--- Start of Passage given ---

Not mentioned by the utilities: the more than $15 billion ratepayers across the state will need to pay to build new transmission lines if we meet the state's renewable energy mandates without rooftop solar.

According to the article, the state's three largest investor-owned utilities -- San Diego GHas & Electric (SDG&E), Southern California Edison (SCE), and Pacific Gas & Electric (PG&E) -- estimate that once the state hits its legal upper limit on net-metered solar, the utilities will be passing along hundreds of millions of dollars in costs to ratepayers without solar panels. SDG&E will be getting $200 million a year from non-solar ratepayers; SCE about $400 million, and PG&E about $700 million.

By comparison, SDG&E's Sunrise Powerlink transmission line, which was built with the ostensible intention of moving renewable energy from Imperial County to San Diego, is being funded entirely by ratepayers to the tune of $1.9 billion dollars. SDG&E isn't griping over that cost to its ratepayers, likely because the utility will likely earn $1.6 billion in total profits on the transmission line over its 58-year expected lifespan.

In 2009, a report by the Renewable Energy Transmission Initiative -- a body composed of agencies and utilities -- forecast that in order to build enough utility-scale renewable energy capacity to comply with California's Renewable Portfolio Standard, the state would have to build $15.7 billion worth of new transmission lines. That was up from $12 billion forecast a couple months earlier by the CPUC. Costs for that new transmission, which will certainly be higher by the time they're actually built, would be borne by ratepayers.

--- End of Passage given ---
--- Start of Material shown ---

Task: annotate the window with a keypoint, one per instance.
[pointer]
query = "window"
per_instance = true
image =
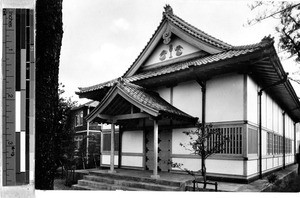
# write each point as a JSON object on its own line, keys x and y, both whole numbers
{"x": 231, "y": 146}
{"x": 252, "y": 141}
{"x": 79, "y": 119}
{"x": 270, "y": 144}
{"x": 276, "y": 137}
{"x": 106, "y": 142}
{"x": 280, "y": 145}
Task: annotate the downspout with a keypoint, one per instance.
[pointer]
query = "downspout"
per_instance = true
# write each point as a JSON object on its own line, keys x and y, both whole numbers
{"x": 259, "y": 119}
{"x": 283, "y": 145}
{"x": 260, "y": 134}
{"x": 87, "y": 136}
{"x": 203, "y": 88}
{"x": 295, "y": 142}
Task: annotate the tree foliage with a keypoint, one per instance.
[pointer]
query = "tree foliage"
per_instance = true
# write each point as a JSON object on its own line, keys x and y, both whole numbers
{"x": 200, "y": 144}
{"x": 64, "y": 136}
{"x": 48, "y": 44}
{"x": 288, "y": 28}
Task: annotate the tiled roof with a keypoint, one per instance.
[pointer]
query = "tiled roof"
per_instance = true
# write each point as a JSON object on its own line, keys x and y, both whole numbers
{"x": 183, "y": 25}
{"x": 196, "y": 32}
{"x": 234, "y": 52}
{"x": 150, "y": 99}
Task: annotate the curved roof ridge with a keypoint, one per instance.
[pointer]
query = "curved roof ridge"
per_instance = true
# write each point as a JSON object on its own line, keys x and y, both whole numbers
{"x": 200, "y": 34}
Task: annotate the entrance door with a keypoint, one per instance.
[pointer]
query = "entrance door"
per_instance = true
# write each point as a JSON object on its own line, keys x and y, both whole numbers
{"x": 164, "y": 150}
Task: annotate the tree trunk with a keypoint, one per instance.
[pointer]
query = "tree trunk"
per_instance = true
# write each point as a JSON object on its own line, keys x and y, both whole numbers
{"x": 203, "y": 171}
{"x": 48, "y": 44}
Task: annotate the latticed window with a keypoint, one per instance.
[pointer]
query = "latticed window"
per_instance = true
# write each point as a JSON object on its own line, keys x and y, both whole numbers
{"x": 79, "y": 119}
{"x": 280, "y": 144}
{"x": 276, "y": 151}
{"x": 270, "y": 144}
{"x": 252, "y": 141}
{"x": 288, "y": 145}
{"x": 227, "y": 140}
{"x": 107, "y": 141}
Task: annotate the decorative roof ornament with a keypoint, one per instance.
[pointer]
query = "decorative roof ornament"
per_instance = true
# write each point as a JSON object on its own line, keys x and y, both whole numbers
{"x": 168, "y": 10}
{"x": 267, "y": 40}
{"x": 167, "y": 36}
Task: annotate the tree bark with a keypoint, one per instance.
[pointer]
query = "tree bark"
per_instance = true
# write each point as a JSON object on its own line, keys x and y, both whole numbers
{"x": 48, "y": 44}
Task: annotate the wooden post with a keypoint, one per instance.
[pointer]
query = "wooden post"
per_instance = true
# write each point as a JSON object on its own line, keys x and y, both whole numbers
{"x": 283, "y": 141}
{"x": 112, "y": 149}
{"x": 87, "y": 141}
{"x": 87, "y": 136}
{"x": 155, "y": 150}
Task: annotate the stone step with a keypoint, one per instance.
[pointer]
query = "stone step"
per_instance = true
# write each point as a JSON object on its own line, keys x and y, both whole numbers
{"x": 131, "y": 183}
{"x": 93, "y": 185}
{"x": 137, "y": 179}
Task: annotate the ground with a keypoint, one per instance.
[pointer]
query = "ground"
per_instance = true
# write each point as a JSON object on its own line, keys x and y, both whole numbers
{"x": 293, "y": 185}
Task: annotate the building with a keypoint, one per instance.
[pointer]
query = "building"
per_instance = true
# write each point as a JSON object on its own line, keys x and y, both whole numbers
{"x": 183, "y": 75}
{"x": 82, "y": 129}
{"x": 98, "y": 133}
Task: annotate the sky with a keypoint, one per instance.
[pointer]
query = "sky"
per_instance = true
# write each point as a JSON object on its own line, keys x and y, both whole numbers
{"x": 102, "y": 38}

--- End of Material shown ---

▶ _Stated task 1_: Reproduce part of the passage on solar and transmission costs: begin at the words "Not mentioned by" and stop after the words "about $700 million.".
▶ _Stated task 2_:
Answer these questions from the passage on solar and transmission costs.
(a) About how much will PG&E be getting a year from non-solar ratepayers?
(b) What is the ratepayer-funded cost of SDG&E's Sunrise Powerlink transmission line?
(c) What amount of new transmission lines did the 2009 Renewable Energy Transmission Initiative report forecast the state would have to build?
▶ _Stated task 3_: Resume the passage on solar and transmission costs, picking up after its final sentence.
These rows have no connection to the passage on solar and transmission costs.

▶ _Task response 1_:
Not mentioned by the utilities: the more than $15 billion ratepayers across the state will need to pay to build new transmission lines if we meet the state's renewable energy mandates without rooftop solar.

According to the article, the state's three largest investor-owned utilities -- San Diego GHas & Electric (SDG&E), Southern California Edison (SCE), and Pacific Gas & Electric (PG&E) -- estimate that once the state hits its legal upper limit on net-metered solar, the utilities will be passing along hundreds of millions of dollars in costs to ratepayers without solar panels. SDG&E will be getting $200 million a year from non-solar ratepayers; SCE about $400 million, and PG&E about $700 million.

▶ _Task response 2_:
(a) About $700 million a year.
(b) $1.9 billion.
(c) $15.7 billion worth.

▶ _Task response 3_:
It's understandable that investor-owned utilities are upset about losses due to rooftop solar and other locally owned distributed generation: the explosion in new technology threatens the utilities' business models, much as advances in recording and duplicating technology threatened the music industry's business models.

As Bloomberg reports, the utilities' complaints haven't gotten far:

So far, regulators haven't been sympathetic to utilities' complaints about rooftop solar power. The California Public Utilities Commission rejected in January San Diego Gas's request to impose a "network use charge" that would have added a fee to customers with rooftop solar panels.

But for ratepayers concerned about utility warnings that they may have to foot the bill for someone else's solar panels, consider this: every rooftop solar installation lowers the chance you'll be on the hook for almost $16 billion in transmission lines. And these days, with third party solar leasing firms, you can always just get your own.